Exercise prompt:
Pull out every line in the data below that contains the string "doorway", matching case exactly.

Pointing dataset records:
+-------+

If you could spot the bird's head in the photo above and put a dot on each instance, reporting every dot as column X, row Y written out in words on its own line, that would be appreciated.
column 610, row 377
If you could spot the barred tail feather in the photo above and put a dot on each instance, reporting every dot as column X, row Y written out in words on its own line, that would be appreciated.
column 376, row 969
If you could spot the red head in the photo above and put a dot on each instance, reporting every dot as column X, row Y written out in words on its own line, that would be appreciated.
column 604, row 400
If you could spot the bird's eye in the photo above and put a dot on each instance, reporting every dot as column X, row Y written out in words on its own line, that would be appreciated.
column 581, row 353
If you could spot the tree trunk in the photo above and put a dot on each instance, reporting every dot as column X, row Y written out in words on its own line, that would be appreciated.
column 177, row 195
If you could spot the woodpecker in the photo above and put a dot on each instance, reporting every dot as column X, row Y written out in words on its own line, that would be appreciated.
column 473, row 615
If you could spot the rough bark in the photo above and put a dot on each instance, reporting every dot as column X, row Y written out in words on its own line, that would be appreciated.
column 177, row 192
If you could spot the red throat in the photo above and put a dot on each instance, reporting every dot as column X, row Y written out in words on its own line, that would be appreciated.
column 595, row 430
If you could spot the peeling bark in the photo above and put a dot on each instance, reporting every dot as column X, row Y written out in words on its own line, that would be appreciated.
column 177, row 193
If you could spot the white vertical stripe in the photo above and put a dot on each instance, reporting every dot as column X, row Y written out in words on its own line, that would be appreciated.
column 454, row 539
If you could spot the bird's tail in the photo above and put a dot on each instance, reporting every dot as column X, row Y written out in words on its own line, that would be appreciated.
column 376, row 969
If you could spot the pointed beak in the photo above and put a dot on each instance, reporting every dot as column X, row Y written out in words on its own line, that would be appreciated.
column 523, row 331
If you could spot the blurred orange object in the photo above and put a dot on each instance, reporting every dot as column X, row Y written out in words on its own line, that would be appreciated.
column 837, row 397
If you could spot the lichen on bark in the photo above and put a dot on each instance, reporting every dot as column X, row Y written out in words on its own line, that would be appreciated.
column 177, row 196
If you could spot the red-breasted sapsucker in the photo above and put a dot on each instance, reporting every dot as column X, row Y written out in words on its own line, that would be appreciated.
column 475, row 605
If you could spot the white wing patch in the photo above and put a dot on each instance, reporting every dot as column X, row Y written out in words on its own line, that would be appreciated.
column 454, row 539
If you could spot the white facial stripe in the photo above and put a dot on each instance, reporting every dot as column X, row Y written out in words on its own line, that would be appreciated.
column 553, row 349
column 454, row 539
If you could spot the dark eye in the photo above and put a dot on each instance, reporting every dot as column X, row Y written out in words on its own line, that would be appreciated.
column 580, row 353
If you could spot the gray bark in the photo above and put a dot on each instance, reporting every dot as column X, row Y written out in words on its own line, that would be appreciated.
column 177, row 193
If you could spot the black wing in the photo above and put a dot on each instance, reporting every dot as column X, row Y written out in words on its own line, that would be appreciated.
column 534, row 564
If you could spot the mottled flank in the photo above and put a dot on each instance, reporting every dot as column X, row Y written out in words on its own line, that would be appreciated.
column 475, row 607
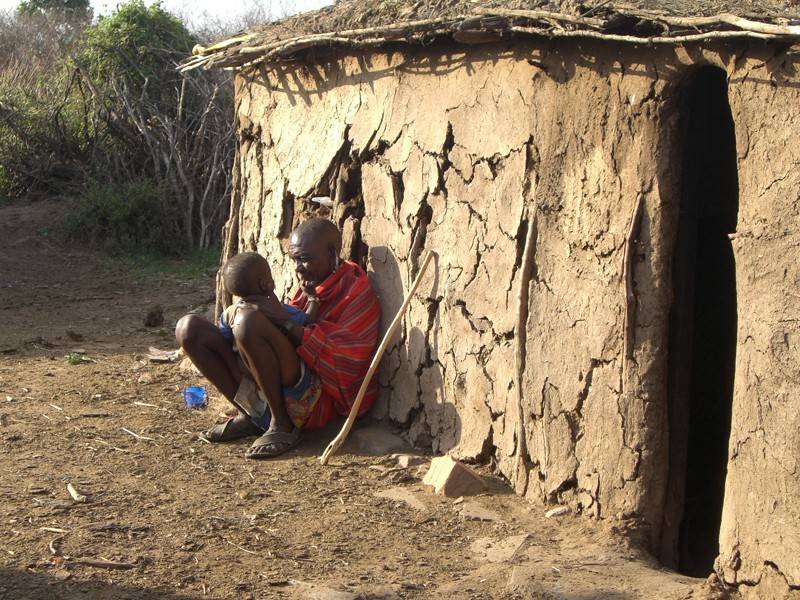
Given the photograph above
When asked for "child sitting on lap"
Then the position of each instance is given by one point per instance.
(247, 276)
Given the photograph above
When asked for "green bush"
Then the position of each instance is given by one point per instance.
(136, 216)
(136, 46)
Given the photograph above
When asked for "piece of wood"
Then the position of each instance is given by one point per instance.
(632, 39)
(77, 496)
(631, 240)
(234, 53)
(105, 564)
(137, 436)
(720, 19)
(541, 15)
(520, 473)
(376, 360)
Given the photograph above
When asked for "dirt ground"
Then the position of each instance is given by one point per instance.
(193, 520)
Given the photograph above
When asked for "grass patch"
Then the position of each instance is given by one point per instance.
(192, 265)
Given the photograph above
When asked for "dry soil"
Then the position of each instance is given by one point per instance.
(193, 520)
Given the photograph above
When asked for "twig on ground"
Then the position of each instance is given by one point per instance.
(242, 549)
(54, 529)
(105, 564)
(137, 436)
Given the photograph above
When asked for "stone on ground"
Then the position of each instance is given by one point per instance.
(499, 550)
(399, 494)
(408, 460)
(452, 478)
(377, 441)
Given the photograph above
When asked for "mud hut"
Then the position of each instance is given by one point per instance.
(612, 193)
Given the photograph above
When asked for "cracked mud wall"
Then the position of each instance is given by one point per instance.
(760, 537)
(463, 152)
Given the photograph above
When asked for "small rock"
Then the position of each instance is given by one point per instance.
(154, 316)
(399, 494)
(319, 592)
(472, 511)
(557, 511)
(453, 479)
(408, 460)
(74, 336)
(499, 551)
(377, 441)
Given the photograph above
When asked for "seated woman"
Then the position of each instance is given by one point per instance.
(330, 356)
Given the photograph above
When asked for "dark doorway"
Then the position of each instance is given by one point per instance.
(702, 346)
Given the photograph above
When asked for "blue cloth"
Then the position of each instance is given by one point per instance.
(295, 314)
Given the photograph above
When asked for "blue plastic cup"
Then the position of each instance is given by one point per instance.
(195, 396)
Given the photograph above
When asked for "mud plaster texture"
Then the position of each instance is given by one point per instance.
(461, 152)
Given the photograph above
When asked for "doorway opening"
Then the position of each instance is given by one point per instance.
(703, 323)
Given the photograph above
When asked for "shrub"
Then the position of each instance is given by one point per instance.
(124, 217)
(136, 49)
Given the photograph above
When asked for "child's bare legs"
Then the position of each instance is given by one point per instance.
(210, 352)
(271, 359)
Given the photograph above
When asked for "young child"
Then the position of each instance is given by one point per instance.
(246, 276)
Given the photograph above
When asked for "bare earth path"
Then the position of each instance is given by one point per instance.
(193, 520)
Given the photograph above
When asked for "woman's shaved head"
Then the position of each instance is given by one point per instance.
(318, 229)
(247, 274)
(314, 246)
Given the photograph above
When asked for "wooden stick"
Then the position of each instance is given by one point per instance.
(520, 339)
(540, 15)
(398, 318)
(105, 564)
(76, 495)
(627, 273)
(720, 19)
(632, 39)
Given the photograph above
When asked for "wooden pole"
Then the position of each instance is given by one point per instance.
(348, 425)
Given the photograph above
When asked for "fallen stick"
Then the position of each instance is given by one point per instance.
(339, 439)
(76, 495)
(105, 564)
(627, 273)
(520, 351)
(136, 435)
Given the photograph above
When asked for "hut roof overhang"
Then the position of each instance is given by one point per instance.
(359, 24)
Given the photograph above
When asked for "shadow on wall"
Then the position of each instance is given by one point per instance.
(25, 585)
(411, 380)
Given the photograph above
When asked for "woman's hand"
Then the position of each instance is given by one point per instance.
(270, 306)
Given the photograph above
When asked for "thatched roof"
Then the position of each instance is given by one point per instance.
(371, 23)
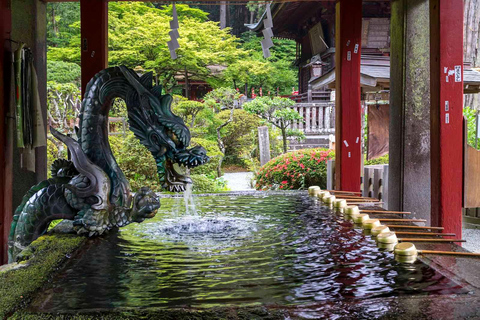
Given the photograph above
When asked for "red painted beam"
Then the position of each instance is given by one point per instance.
(94, 33)
(446, 130)
(5, 168)
(348, 125)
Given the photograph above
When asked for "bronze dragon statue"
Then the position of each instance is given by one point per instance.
(91, 189)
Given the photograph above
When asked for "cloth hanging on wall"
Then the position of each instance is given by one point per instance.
(30, 127)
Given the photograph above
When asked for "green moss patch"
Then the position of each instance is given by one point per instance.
(42, 258)
(162, 314)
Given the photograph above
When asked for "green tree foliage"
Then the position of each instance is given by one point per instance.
(277, 111)
(470, 114)
(64, 103)
(60, 17)
(139, 36)
(222, 99)
(63, 72)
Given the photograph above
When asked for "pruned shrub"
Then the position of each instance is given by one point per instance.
(295, 170)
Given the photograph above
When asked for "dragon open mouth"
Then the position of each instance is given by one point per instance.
(191, 158)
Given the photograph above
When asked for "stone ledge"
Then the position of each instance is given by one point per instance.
(19, 281)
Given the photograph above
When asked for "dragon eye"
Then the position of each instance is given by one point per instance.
(155, 139)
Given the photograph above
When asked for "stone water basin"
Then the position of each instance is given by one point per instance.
(280, 251)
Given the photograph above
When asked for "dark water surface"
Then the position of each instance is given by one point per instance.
(238, 250)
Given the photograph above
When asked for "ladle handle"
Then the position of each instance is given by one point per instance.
(468, 254)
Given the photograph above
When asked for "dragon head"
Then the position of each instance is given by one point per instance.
(165, 134)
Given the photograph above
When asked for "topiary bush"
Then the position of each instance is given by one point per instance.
(295, 170)
(209, 168)
(380, 160)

+-------+

Reply to the exercise:
When asked for "dark doorway"
When asked for "doorway opening"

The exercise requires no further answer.